Problem statement » Only those lines running from the line that contains "request: draw the outline of every instance of the brown" through the end of the material are to be written out, each exactly as shown.
--- Start ---
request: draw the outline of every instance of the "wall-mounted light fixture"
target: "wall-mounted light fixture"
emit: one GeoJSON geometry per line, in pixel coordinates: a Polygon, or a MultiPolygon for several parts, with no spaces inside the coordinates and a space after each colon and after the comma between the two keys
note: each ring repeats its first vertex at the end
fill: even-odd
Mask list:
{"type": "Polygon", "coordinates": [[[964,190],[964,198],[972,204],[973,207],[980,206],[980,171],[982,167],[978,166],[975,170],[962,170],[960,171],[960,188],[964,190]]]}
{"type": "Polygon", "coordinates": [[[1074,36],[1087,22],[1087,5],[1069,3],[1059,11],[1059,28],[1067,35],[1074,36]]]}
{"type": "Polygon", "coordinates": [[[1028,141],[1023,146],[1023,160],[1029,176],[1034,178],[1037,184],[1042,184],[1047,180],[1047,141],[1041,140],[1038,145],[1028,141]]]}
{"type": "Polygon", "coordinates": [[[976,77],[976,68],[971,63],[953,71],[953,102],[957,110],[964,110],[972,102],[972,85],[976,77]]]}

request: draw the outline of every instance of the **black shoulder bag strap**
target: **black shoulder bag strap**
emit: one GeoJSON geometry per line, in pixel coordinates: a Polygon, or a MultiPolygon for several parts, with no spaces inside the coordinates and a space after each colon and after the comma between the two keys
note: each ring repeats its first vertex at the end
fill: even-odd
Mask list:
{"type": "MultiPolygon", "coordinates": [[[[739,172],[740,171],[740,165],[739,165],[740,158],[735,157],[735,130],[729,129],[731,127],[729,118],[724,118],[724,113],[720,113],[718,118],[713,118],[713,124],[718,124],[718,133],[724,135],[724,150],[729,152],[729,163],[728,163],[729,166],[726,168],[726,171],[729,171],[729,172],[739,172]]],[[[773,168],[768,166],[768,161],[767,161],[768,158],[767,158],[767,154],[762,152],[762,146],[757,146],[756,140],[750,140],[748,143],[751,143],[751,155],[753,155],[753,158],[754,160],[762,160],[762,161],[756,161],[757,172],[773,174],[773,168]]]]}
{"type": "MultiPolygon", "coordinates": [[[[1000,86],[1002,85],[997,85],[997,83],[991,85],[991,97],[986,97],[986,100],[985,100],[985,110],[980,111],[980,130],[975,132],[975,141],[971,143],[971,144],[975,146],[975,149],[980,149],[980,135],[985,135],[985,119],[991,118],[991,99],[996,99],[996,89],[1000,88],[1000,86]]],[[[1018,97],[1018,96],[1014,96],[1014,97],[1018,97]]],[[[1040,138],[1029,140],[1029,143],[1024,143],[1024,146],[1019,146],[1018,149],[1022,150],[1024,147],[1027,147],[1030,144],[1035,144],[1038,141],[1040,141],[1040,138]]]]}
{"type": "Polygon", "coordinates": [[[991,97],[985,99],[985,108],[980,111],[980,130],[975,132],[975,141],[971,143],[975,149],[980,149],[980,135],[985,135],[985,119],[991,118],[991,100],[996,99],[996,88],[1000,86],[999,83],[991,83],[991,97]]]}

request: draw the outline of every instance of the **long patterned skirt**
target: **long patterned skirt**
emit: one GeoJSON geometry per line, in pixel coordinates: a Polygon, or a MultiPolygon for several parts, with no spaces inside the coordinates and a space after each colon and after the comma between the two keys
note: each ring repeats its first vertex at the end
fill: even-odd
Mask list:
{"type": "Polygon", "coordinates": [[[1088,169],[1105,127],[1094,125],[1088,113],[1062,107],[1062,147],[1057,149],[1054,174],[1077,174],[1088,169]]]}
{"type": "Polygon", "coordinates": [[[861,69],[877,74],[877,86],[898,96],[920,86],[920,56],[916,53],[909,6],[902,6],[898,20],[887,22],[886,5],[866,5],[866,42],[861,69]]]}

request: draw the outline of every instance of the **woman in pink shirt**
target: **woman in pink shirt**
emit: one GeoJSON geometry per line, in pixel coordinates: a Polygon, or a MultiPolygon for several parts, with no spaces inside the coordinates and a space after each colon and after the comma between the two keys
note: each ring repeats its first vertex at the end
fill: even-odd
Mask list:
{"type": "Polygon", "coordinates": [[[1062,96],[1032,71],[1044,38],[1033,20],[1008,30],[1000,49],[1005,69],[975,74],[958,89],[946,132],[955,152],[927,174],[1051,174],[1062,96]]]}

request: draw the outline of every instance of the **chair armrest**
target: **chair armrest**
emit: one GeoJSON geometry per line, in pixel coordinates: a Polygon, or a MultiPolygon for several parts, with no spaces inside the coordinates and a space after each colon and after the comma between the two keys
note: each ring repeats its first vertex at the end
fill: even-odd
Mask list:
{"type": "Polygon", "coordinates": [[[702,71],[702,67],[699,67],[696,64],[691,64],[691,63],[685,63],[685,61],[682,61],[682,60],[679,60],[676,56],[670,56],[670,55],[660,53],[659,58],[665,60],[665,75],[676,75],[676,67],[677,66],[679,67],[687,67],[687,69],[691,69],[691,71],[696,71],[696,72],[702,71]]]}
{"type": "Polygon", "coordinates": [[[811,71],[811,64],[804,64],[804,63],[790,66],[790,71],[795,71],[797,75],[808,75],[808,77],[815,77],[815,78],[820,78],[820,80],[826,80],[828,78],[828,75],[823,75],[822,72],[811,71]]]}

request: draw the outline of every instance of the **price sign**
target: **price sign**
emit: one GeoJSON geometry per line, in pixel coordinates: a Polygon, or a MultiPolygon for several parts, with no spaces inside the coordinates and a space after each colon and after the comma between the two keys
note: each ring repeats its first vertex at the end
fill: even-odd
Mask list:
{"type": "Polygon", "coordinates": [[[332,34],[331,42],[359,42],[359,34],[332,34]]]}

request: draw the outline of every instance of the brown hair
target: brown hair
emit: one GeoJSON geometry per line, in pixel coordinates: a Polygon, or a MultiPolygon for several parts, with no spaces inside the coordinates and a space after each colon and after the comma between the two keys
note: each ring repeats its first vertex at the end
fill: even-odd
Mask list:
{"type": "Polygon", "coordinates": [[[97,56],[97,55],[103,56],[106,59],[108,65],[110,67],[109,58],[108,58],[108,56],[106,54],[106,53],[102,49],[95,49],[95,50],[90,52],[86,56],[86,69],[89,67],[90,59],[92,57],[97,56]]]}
--- End ---
Task output »
request: draw the outline of every instance of the brown hair
target: brown hair
emit: one GeoJSON geometry per line, in pixel coordinates: a Polygon, or a MultiPolygon for several parts, with no spaces inside the coordinates and a space after each colon and after the comma between the two keys
note: each ring repeats its first vertex at the end
fill: even-odd
Mask list:
{"type": "Polygon", "coordinates": [[[97,56],[97,55],[103,56],[106,59],[108,65],[110,67],[109,58],[108,58],[108,56],[106,54],[106,53],[102,49],[95,49],[95,50],[90,52],[86,56],[86,69],[89,67],[90,59],[92,57],[97,56]]]}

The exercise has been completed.